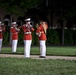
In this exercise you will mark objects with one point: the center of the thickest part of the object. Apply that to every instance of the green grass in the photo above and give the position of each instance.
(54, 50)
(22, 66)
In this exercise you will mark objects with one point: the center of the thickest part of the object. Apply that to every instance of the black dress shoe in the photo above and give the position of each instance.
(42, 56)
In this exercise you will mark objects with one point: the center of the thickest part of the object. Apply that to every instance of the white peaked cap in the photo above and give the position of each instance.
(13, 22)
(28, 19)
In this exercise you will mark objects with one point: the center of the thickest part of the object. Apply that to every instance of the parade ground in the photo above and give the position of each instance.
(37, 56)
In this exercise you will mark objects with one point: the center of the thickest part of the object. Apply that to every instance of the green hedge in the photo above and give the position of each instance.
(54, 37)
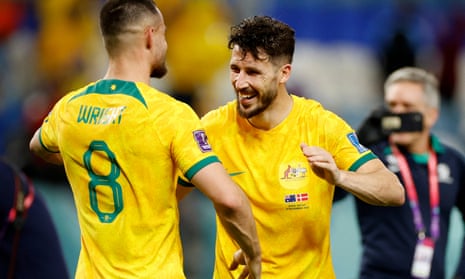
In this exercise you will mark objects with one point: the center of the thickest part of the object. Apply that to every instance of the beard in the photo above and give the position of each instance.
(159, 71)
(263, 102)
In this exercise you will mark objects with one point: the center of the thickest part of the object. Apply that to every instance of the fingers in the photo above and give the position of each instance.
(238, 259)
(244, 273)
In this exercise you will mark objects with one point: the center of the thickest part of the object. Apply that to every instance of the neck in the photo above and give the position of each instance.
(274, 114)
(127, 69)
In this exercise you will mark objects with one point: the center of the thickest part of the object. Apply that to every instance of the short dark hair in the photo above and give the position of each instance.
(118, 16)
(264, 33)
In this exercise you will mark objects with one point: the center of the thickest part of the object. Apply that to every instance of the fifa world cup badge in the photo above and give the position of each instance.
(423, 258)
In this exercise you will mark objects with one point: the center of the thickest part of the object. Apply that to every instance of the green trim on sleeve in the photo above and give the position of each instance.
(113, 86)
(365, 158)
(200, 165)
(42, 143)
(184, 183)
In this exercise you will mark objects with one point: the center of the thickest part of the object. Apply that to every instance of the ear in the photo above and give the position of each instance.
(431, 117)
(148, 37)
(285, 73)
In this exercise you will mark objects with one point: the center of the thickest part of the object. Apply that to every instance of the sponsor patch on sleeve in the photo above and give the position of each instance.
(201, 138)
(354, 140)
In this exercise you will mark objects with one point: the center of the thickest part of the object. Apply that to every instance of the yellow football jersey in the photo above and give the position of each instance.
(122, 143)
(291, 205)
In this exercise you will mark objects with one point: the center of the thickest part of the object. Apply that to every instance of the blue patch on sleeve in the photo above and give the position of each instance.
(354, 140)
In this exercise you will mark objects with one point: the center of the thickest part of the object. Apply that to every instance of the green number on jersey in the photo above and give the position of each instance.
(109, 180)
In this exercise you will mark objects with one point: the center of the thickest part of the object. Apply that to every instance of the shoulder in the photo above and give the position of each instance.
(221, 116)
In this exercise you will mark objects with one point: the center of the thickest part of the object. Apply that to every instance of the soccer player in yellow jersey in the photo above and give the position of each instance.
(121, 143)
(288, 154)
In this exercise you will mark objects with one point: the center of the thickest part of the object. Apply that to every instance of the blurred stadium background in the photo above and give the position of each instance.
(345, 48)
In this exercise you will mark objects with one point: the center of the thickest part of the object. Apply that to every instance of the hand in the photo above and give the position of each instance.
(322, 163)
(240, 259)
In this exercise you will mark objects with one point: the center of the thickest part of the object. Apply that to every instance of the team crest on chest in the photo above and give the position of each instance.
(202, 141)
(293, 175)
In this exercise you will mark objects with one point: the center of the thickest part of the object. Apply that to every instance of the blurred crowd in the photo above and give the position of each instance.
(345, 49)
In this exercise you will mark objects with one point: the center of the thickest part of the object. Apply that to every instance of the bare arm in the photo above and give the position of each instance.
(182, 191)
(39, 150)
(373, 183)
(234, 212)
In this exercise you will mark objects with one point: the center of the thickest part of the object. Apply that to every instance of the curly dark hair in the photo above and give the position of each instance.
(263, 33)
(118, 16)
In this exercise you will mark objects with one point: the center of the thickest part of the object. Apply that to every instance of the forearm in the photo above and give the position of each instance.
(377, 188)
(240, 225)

════

** WORK TASK **
Every line of the data should be copied as it stands, without the images.

** ANSWER SPACE **
In this exercise you will mark objects with one point: the center of the thickest part of the object. Apply that to every instance of the green grass in the photo above and give the position of each instance.
(54, 50)
(22, 66)
In this exercise you will mark objects with one point: the center of the thickest part of the object. Apply that to every instance of the black dress shoe in the photo above and give the position of each instance.
(42, 56)
In this exercise you will mark objects with one point: the center of the thickest part of the object. Apply that to every instance of the white peaked cap in the photo above and give the position of each instance.
(13, 22)
(28, 19)
In this exercise you will mark objects with one point: the center of the thickest part of the object. Apply that to every instance of the parade ground in the photo above and give the position of each instance.
(37, 56)
In this exercise you will mark objects with one point: the center of the thickest part of the object. Apply that to every instance of the green hedge in the photo above and give the position of each instance.
(54, 37)
In this exercise you will mark objects with one point: the center of the thickest part of the object. Apply that to every instance of the beard in the photo above and give the position of each instance.
(159, 71)
(263, 102)
In this exercise you will mark objects with one point: the center of the thickest part of the object. Apply that to every instance of the fingers in the photo above and give the position of each instance.
(238, 259)
(244, 273)
In this exercise you will mark objects with one point: the center of the thickest part of the object. Apply that to every instance of the neck in the photo above and give the position of each instance.
(274, 114)
(127, 69)
In this exercise you will mark objects with one point: the center of the thickest part of the object. Apply that to every instance of the short dark hair in the photo above and give the position of each instance.
(118, 16)
(264, 33)
In this exercise you will mark objects with one point: the center of the thickest part of the object. Apply that to every instance of the fifa world cup badge in the photo above and give the position of each instance.
(423, 258)
In this exercise you will mark objects with one point: the center of the thickest part of the object. Apply that to every instance of the green trim on sleeve in the photo above and give the position of each instance.
(113, 86)
(365, 158)
(200, 165)
(42, 143)
(184, 183)
In this exercise you will mark objects with one point: the center of the thickest part of the object. Apply that to every instance of the ear in the photo above and give the position of each instance.
(431, 117)
(148, 37)
(285, 73)
In this exercise you will mark objects with one point: the center of the thickest part of the object. Apply that to every instance of the sponsor patch on sleeve in the photo above and give the position of each instance.
(201, 138)
(354, 140)
In this exercise you will mark objects with one point: the center of the thickest part of the object. Apply that to every instance of the yellow football jersey in the photo above and give the position of each instance.
(122, 143)
(291, 205)
In this exercise you will mark objects with one point: the center of the thickest part of the object. Apply that to every instance of the blue patch on sleeve in the photo above and give the position of each instance.
(354, 140)
In this exercise you will mark objects with one point: the center of the thickest part of the object. Apply that to every instance of the green number on jersey in the photo above and give the position of each instance.
(109, 180)
In this exercise you will mark objects with one point: the center of the thickest part of the object. Apply that to every instance of the shoulder in the photo above and give the position of each instance.
(221, 116)
In this exercise you will mark objects with one point: the center of the thickest part of the object. Apply that to every instance of the soccer player in yellow jersey in the photo above and give the position of each instance.
(121, 143)
(288, 154)
In this exercise you will mark objects with one point: the center of the thickest part of the object. Apply that to every instance of the blurred stadium background in the photo above and give the position of each instance.
(345, 48)
In this exercise you will mark objects with one point: the center of the thickest part of the object. Apply that to every instance of the hand in the photo above and give the position of each instance.
(322, 163)
(240, 259)
In this exercise you will mark objects with one point: the center of the thickest part of the object. Apply that to every instance of the team crest on chest in the photo above and give the position of each instance.
(202, 141)
(293, 175)
In this exercise you will mark objects with one point: the center of the thickest part of the object. Apply that to every instance of the blurred crowd in the photo above and give the position of each instance.
(345, 49)
In this exercise you will mark objects with one point: the center of the thickest part of the object. Apply that to every instance of the bare arm in the photo above and give the position of each instance.
(182, 191)
(39, 150)
(373, 183)
(234, 212)
In this exercise you will mark objects with one point: the center of the thickest part of the object. Apply that to every instance of the curly dark hair in the photo above and give the position of each instance.
(263, 33)
(118, 16)
In this exercise you will mark objects with one point: the center of the thickest part of the object. Apply that to every instance of the forearm in the photo above and give the position of each instance.
(377, 188)
(240, 225)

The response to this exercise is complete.